▶ _Passage_:

☆ ☆ ☆ ☆ ☆

A British biologist hiking in a remote area of Borneo he described as "like a lost valley of Shangri-La" came upon a herd of rare, woolly rhinoceros.
The herd of at least five animals appeared to be healthy and breeding, said Julian Caldecott, a 30-year-old British biologist who hiked for four days into the remote valley in August after hearing reports of the rhinos' existence from native Malaysians.
"I was very excited because this is a chance to save a species that seemed doomed," Caldecott said in an interview in New York.
The 250-square-mile valley is in an undisclosed region of Borneo. It is surrounded by high mountains and filled with lush vegetation, monkeys and birds, he said.
It is believed that only 150 Sumatran two-horned--or woolly--rhinos survive in Southeast Asia, where they roamed in the thousands before the turn of the century.
"They exist in ones and twos here and there, but they are one of the most endangered species still in existence," Caldecott said. "This is a real herd that is breeding. It gives us hope this species may be saved."

☆ ☆ ☆ ☆ ☆

▶ _Data items_:
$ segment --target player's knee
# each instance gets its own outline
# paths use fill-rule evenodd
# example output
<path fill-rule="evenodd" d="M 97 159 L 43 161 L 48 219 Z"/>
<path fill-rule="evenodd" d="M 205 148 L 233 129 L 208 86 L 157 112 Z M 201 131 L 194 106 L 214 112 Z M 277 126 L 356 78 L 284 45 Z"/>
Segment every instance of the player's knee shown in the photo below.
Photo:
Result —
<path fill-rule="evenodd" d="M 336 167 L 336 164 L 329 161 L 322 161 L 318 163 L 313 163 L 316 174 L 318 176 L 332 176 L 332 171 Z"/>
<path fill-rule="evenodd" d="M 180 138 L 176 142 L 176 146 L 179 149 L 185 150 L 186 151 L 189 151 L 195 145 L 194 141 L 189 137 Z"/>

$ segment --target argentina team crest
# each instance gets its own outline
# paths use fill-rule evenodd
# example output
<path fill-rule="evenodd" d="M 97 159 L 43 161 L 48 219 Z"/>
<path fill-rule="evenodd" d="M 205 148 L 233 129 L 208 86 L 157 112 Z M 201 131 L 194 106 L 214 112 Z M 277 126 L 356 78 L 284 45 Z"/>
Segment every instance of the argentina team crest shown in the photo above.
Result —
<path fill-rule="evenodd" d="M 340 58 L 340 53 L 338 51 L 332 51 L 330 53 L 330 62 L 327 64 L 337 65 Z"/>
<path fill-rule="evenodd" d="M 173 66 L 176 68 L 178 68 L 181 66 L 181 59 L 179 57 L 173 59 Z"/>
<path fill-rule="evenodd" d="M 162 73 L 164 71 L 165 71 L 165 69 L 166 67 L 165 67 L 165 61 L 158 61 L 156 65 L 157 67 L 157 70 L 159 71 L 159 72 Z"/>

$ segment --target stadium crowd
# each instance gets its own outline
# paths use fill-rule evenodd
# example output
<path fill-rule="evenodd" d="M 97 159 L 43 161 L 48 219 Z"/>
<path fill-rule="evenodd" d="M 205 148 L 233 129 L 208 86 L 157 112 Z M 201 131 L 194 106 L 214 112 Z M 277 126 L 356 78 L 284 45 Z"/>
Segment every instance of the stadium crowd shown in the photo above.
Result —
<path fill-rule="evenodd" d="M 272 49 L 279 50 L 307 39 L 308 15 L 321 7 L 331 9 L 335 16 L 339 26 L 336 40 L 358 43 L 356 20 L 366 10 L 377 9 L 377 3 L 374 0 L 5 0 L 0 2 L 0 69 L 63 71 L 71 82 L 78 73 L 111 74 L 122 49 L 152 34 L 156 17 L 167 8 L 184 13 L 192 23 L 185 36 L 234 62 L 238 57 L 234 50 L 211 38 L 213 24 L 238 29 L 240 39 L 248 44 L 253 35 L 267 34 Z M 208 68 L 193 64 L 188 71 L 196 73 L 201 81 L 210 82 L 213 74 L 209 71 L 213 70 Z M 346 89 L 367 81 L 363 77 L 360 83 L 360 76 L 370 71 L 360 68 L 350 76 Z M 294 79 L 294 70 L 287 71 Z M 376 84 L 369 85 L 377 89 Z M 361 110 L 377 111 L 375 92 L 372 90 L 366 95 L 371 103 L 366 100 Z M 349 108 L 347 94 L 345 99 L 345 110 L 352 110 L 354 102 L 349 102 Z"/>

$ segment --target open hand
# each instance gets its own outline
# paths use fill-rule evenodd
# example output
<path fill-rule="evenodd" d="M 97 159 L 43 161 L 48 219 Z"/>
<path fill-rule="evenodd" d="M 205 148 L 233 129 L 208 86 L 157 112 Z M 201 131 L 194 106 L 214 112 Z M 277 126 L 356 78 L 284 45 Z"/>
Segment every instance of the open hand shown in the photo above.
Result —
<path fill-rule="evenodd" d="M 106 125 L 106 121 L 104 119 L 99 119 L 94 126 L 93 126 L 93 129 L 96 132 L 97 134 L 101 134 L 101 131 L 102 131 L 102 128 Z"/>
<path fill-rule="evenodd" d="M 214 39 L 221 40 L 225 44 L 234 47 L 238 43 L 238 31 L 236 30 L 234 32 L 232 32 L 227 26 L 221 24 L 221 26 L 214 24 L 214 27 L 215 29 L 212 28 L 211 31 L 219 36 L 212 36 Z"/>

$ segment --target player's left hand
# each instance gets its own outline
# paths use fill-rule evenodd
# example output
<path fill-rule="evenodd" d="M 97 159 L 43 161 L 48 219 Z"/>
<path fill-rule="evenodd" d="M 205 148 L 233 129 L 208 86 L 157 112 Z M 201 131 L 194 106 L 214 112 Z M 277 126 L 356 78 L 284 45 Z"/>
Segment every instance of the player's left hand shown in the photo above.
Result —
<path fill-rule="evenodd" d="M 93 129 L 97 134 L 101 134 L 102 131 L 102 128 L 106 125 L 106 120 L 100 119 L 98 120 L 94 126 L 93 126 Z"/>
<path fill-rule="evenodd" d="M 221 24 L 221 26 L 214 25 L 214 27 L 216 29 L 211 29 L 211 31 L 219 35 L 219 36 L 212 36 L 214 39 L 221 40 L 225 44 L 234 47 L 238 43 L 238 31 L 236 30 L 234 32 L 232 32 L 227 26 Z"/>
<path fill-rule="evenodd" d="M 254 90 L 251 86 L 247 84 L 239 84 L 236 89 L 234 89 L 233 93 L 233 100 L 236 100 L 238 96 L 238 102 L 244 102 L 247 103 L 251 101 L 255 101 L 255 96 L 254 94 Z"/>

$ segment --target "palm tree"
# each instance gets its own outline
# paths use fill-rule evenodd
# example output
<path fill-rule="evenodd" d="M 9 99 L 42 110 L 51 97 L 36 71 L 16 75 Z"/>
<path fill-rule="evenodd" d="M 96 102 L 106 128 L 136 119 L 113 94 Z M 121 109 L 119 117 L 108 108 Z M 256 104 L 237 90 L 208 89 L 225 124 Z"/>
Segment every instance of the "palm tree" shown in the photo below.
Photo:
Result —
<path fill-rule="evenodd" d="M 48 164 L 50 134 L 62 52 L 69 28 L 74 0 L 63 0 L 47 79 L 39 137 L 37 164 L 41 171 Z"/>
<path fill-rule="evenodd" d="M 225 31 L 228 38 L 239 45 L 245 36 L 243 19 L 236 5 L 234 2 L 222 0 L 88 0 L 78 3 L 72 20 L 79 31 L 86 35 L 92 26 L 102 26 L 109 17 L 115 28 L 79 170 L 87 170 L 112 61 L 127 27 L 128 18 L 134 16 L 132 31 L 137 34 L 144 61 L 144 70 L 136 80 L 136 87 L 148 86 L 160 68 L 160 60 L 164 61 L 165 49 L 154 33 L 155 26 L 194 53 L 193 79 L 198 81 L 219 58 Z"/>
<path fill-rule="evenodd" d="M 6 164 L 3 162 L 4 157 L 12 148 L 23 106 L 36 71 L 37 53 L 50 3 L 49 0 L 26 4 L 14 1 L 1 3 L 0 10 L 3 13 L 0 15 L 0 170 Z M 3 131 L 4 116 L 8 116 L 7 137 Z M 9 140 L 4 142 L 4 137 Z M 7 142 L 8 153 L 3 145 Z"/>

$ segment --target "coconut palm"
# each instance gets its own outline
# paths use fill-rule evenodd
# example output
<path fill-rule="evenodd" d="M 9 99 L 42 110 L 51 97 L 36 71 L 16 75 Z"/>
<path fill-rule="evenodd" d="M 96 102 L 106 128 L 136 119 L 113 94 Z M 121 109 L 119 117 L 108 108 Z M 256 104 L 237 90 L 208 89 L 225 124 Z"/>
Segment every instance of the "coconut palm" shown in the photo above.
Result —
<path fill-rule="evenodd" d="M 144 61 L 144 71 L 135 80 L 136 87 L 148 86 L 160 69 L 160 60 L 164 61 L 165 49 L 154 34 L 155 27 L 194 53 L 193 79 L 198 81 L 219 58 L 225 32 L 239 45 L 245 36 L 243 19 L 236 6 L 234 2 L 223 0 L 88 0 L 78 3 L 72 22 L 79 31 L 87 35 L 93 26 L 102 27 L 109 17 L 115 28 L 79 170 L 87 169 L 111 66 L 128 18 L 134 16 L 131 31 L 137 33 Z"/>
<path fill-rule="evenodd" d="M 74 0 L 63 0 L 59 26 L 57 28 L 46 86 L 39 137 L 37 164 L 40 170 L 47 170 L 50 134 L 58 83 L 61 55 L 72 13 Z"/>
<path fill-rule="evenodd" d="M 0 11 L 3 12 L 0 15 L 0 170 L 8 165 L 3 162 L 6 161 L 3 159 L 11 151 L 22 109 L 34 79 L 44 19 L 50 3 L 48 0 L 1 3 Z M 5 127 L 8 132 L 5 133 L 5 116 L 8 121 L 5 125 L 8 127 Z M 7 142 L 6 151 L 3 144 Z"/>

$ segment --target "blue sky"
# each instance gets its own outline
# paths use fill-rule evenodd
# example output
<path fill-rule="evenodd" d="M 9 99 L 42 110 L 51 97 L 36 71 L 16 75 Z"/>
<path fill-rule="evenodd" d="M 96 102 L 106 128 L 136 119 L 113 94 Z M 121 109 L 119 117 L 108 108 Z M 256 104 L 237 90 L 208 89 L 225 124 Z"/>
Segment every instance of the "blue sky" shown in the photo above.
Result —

☆ ☆ ☆ ☆ ☆

▶ _Exercise tasks_:
1. According to the passage about the Borneo rhinos, how many Sumatran two-horned rhinos are believed to survive in Southeast Asia?
2. Continue the passage about the Borneo rhinos from the point where it ends.
None of the items are needed here.

▶ _Outputs in order_:
1. Only 150.

2.
He said the animals are so shy that he could not even catch a glimpse of them through the lush foliage. He said he discovered the herd by studying their distinctive, three-toed tracks and other biological evidence.
"There are at least five and I believe there may be as many as a dozen," he said. "I know they are breeding because I found baby tracks."
Caldecott, who works for Earthlife Foundation, a London-based environmental group, said the Malaysian government is proposing a national park to protect the lost valley, the location of which remains a secret.